# [What the task asks]
Starting with the line that contains "A single pin marks each instance of the multi-lane", reproduce each line through the end of the listing below, with no other output.

'''

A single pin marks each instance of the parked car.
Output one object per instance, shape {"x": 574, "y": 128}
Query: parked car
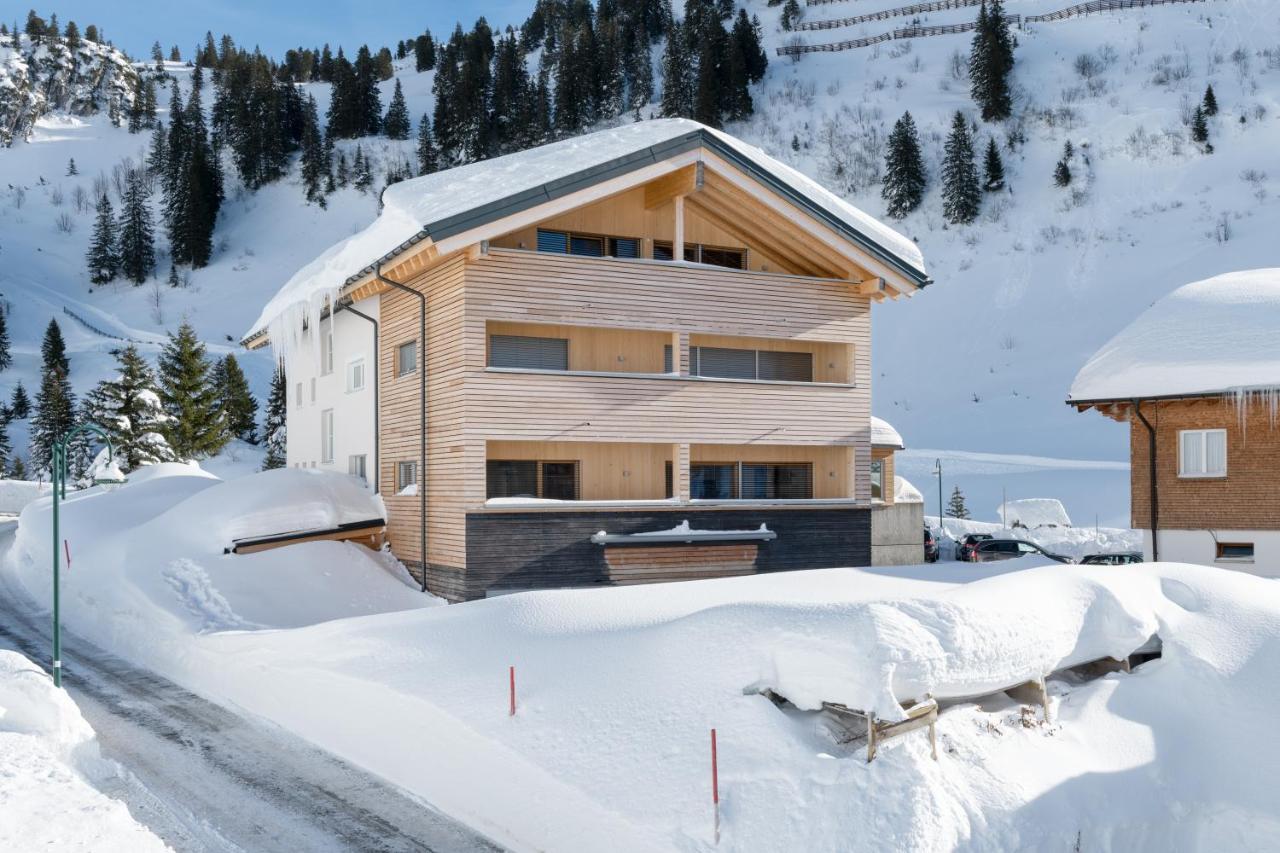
{"x": 992, "y": 550}
{"x": 967, "y": 546}
{"x": 931, "y": 547}
{"x": 1120, "y": 559}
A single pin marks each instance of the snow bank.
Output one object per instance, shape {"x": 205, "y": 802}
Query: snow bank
{"x": 45, "y": 799}
{"x": 1034, "y": 512}
{"x": 1212, "y": 336}
{"x": 412, "y": 206}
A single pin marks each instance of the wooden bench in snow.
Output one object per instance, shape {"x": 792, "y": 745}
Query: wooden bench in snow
{"x": 368, "y": 533}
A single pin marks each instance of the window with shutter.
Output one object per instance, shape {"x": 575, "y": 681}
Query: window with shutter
{"x": 528, "y": 352}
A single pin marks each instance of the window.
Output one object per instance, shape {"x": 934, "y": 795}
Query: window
{"x": 529, "y": 352}
{"x": 750, "y": 480}
{"x": 531, "y": 479}
{"x": 356, "y": 374}
{"x": 561, "y": 242}
{"x": 406, "y": 475}
{"x": 699, "y": 254}
{"x": 1202, "y": 452}
{"x": 327, "y": 436}
{"x": 356, "y": 466}
{"x": 1235, "y": 551}
{"x": 327, "y": 349}
{"x": 406, "y": 359}
{"x": 773, "y": 365}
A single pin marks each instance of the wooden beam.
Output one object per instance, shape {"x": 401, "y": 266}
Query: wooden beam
{"x": 681, "y": 182}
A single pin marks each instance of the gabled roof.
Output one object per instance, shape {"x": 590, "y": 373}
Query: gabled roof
{"x": 1219, "y": 336}
{"x": 885, "y": 436}
{"x": 467, "y": 197}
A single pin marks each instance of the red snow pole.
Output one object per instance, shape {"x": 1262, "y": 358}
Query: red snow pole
{"x": 716, "y": 785}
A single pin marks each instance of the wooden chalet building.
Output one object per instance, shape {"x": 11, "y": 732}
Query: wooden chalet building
{"x": 648, "y": 328}
{"x": 1197, "y": 378}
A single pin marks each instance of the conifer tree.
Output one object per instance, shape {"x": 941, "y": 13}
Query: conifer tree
{"x": 274, "y": 427}
{"x": 237, "y": 402}
{"x": 961, "y": 195}
{"x": 955, "y": 506}
{"x": 905, "y": 177}
{"x": 993, "y": 169}
{"x": 103, "y": 259}
{"x": 5, "y": 356}
{"x": 1210, "y": 103}
{"x": 136, "y": 232}
{"x": 19, "y": 406}
{"x": 129, "y": 410}
{"x": 396, "y": 126}
{"x": 53, "y": 350}
{"x": 428, "y": 158}
{"x": 197, "y": 425}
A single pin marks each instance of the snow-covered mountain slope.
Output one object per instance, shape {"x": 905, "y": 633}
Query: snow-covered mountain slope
{"x": 979, "y": 361}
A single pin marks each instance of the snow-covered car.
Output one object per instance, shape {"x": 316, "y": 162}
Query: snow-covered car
{"x": 931, "y": 547}
{"x": 993, "y": 550}
{"x": 967, "y": 546}
{"x": 1121, "y": 559}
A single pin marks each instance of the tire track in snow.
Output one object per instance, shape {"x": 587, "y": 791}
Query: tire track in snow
{"x": 208, "y": 779}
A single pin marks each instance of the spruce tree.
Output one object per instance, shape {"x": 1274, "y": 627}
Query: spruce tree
{"x": 103, "y": 259}
{"x": 274, "y": 427}
{"x": 396, "y": 126}
{"x": 961, "y": 194}
{"x": 993, "y": 169}
{"x": 129, "y": 410}
{"x": 428, "y": 158}
{"x": 136, "y": 237}
{"x": 19, "y": 406}
{"x": 237, "y": 402}
{"x": 197, "y": 425}
{"x": 905, "y": 177}
{"x": 1210, "y": 103}
{"x": 5, "y": 356}
{"x": 55, "y": 414}
{"x": 53, "y": 350}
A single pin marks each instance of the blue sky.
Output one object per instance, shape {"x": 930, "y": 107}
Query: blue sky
{"x": 277, "y": 24}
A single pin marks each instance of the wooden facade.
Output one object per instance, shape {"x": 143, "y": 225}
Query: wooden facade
{"x": 626, "y": 407}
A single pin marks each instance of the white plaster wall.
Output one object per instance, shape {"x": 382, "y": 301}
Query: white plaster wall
{"x": 353, "y": 410}
{"x": 1198, "y": 547}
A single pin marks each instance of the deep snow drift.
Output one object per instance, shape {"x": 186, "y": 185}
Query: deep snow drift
{"x": 617, "y": 688}
{"x": 45, "y": 799}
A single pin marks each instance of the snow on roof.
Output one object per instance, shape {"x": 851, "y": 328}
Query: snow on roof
{"x": 885, "y": 436}
{"x": 1034, "y": 512}
{"x": 457, "y": 199}
{"x": 1216, "y": 336}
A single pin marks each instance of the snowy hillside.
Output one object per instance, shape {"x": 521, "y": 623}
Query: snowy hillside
{"x": 979, "y": 363}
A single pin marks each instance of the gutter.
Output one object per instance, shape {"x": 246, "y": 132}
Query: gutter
{"x": 1155, "y": 487}
{"x": 378, "y": 471}
{"x": 421, "y": 414}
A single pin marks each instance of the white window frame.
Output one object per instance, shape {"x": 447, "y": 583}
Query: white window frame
{"x": 1202, "y": 437}
{"x": 327, "y": 349}
{"x": 327, "y": 436}
{"x": 359, "y": 361}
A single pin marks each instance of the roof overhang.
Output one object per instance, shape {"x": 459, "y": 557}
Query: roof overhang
{"x": 447, "y": 236}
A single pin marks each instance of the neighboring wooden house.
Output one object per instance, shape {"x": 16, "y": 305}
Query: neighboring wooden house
{"x": 1197, "y": 377}
{"x": 624, "y": 332}
{"x": 897, "y": 509}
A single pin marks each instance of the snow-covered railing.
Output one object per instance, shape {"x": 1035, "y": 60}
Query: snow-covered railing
{"x": 914, "y": 9}
{"x": 945, "y": 30}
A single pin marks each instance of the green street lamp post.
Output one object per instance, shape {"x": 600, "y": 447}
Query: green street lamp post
{"x": 58, "y": 477}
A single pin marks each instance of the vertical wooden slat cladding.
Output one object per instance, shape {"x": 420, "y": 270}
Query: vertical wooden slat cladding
{"x": 510, "y": 551}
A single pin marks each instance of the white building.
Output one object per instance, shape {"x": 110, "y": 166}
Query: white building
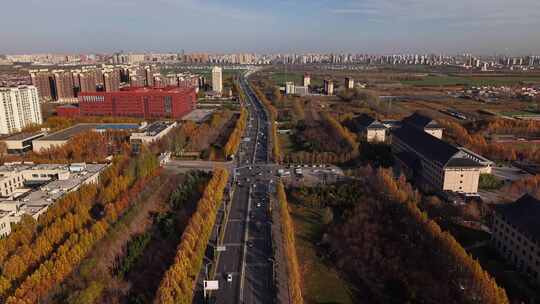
{"x": 217, "y": 80}
{"x": 516, "y": 234}
{"x": 291, "y": 89}
{"x": 307, "y": 80}
{"x": 28, "y": 189}
{"x": 19, "y": 108}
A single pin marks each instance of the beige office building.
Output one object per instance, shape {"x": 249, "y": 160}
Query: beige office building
{"x": 368, "y": 128}
{"x": 434, "y": 164}
{"x": 217, "y": 80}
{"x": 424, "y": 123}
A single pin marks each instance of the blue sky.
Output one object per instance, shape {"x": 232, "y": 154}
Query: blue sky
{"x": 372, "y": 26}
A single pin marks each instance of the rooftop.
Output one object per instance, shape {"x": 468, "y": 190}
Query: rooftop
{"x": 157, "y": 127}
{"x": 24, "y": 135}
{"x": 52, "y": 190}
{"x": 364, "y": 121}
{"x": 524, "y": 214}
{"x": 80, "y": 128}
{"x": 421, "y": 121}
{"x": 426, "y": 144}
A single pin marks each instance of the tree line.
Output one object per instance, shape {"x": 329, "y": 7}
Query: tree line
{"x": 178, "y": 283}
{"x": 48, "y": 250}
{"x": 496, "y": 151}
{"x": 393, "y": 250}
{"x": 289, "y": 244}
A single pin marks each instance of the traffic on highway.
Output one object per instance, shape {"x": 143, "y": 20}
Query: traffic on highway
{"x": 244, "y": 269}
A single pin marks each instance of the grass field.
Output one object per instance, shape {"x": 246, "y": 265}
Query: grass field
{"x": 321, "y": 282}
{"x": 282, "y": 77}
{"x": 471, "y": 81}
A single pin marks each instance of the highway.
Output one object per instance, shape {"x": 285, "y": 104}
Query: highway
{"x": 247, "y": 257}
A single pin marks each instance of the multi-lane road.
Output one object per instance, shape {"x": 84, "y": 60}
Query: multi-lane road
{"x": 244, "y": 268}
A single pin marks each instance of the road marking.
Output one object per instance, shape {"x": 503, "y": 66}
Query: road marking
{"x": 232, "y": 244}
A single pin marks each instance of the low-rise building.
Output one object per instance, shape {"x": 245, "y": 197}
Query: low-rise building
{"x": 434, "y": 164}
{"x": 152, "y": 132}
{"x": 291, "y": 89}
{"x": 61, "y": 137}
{"x": 424, "y": 123}
{"x": 516, "y": 234}
{"x": 29, "y": 189}
{"x": 21, "y": 142}
{"x": 487, "y": 164}
{"x": 5, "y": 223}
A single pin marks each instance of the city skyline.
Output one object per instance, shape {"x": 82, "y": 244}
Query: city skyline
{"x": 369, "y": 26}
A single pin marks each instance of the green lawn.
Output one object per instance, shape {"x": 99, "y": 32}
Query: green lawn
{"x": 321, "y": 282}
{"x": 472, "y": 81}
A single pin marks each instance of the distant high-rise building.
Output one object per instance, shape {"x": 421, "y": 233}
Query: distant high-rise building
{"x": 349, "y": 83}
{"x": 19, "y": 108}
{"x": 328, "y": 87}
{"x": 307, "y": 80}
{"x": 87, "y": 81}
{"x": 289, "y": 88}
{"x": 136, "y": 81}
{"x": 149, "y": 73}
{"x": 111, "y": 80}
{"x": 42, "y": 79}
{"x": 63, "y": 86}
{"x": 217, "y": 80}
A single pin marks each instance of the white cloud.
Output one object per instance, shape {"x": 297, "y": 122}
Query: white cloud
{"x": 453, "y": 13}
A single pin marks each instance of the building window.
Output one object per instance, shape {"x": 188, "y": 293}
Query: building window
{"x": 168, "y": 104}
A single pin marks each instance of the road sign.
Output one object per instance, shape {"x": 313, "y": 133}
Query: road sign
{"x": 211, "y": 285}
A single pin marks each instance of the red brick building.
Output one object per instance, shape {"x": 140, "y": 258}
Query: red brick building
{"x": 170, "y": 102}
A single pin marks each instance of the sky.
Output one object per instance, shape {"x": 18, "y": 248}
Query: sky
{"x": 271, "y": 26}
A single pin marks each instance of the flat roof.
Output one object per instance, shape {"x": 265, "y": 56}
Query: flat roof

'''

# [Response]
A single pin marks each instance of the multi-lane road.
Output one object per instance, shape {"x": 84, "y": 60}
Query: multi-lane road
{"x": 244, "y": 268}
A single pin marks each instance of the road marking.
Output one object per instance, shape {"x": 503, "y": 66}
Query: road marking
{"x": 232, "y": 244}
A single pin marks each instance of the low-rise building.
Output one object per instance, shape {"x": 245, "y": 197}
Query: low-rise building
{"x": 434, "y": 164}
{"x": 152, "y": 132}
{"x": 291, "y": 89}
{"x": 61, "y": 137}
{"x": 424, "y": 123}
{"x": 516, "y": 234}
{"x": 29, "y": 189}
{"x": 21, "y": 142}
{"x": 487, "y": 164}
{"x": 5, "y": 223}
A single pin marks each instance of the city skyline.
Output one object per instance, shape {"x": 82, "y": 244}
Query: city skyline
{"x": 369, "y": 26}
A single pin marks each instance of the green lawn.
Output one object per instance, shape {"x": 99, "y": 32}
Query: green lawn
{"x": 321, "y": 282}
{"x": 472, "y": 81}
A single pin marks each instance of the distant high-rise building.
Output one object per instance, shape {"x": 421, "y": 233}
Query: distant high-rise building
{"x": 349, "y": 83}
{"x": 19, "y": 108}
{"x": 328, "y": 87}
{"x": 307, "y": 80}
{"x": 87, "y": 81}
{"x": 289, "y": 88}
{"x": 136, "y": 81}
{"x": 149, "y": 73}
{"x": 111, "y": 80}
{"x": 42, "y": 79}
{"x": 63, "y": 86}
{"x": 217, "y": 80}
A single pin marks each instance of the white cloud.
Output one object per instance, shape {"x": 297, "y": 122}
Query: white cloud
{"x": 453, "y": 13}
A single pin marks each instance of the building window.
Output one object per instance, shape {"x": 188, "y": 293}
Query: building window
{"x": 168, "y": 104}
A single pin marks each instance of the road sign.
Output one object per instance, shape {"x": 313, "y": 133}
Query: road sign
{"x": 211, "y": 285}
A single pin marks each instance of the red brick building.
Output one object per instance, shape {"x": 140, "y": 258}
Query: red brick building
{"x": 170, "y": 102}
A single pin marks each instance of the sky.
Output one object per instance, shape {"x": 18, "y": 248}
Query: sky
{"x": 271, "y": 26}
A single pin marks each instance of the flat roof.
Output one object per instance, shape {"x": 265, "y": 56}
Query: flat roof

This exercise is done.